**Given entries:**
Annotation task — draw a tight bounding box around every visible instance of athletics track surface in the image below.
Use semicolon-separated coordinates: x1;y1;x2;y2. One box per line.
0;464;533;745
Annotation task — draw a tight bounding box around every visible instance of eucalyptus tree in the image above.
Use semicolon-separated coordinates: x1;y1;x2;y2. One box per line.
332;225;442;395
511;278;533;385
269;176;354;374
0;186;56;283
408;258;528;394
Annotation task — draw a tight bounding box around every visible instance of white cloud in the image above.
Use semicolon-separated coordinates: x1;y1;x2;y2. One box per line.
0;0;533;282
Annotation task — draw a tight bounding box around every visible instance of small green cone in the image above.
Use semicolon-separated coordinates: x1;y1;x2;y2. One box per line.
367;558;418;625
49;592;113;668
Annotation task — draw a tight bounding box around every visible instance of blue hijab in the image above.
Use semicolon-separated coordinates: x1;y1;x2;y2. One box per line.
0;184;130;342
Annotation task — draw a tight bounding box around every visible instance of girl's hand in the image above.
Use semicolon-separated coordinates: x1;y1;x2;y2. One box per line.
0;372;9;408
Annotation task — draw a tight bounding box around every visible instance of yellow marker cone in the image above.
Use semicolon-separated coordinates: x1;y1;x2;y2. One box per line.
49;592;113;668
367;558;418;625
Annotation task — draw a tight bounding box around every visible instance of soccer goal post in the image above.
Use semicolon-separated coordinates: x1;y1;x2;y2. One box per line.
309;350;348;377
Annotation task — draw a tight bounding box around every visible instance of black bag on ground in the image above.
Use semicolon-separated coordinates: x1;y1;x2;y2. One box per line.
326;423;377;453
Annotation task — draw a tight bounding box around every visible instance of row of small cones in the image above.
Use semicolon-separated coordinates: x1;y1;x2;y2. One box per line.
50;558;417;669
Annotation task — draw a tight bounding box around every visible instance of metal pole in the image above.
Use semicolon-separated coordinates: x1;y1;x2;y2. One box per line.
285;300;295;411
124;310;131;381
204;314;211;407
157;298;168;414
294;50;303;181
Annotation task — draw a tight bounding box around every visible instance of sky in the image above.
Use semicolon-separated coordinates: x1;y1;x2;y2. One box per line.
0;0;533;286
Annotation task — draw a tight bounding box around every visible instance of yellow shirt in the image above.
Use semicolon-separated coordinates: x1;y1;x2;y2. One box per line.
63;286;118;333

--

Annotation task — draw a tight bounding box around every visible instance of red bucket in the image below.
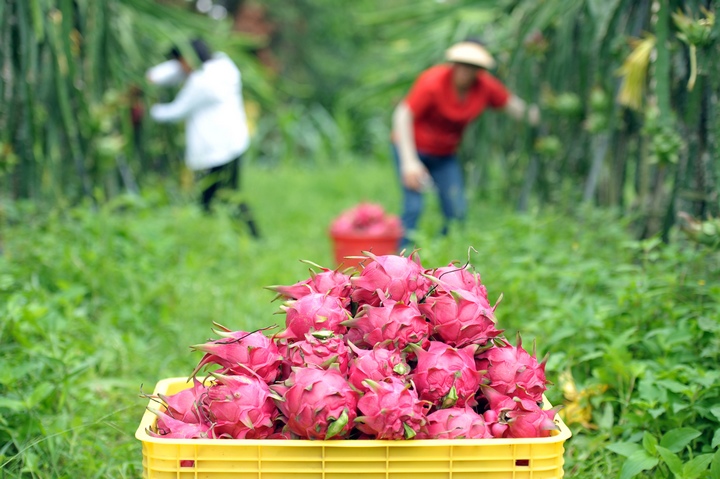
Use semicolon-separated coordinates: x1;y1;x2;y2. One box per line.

**Problem requirements:**
Identify every line of the records that contains the word "small", and copy each of those lines in full.

**Reply to the exercise:**
Annotation task — draw a tight bounding box around every visible instance of small green cone in the image above.
Annotation task — draw a tight bounding box around every visible instance of row of small cones in the image above.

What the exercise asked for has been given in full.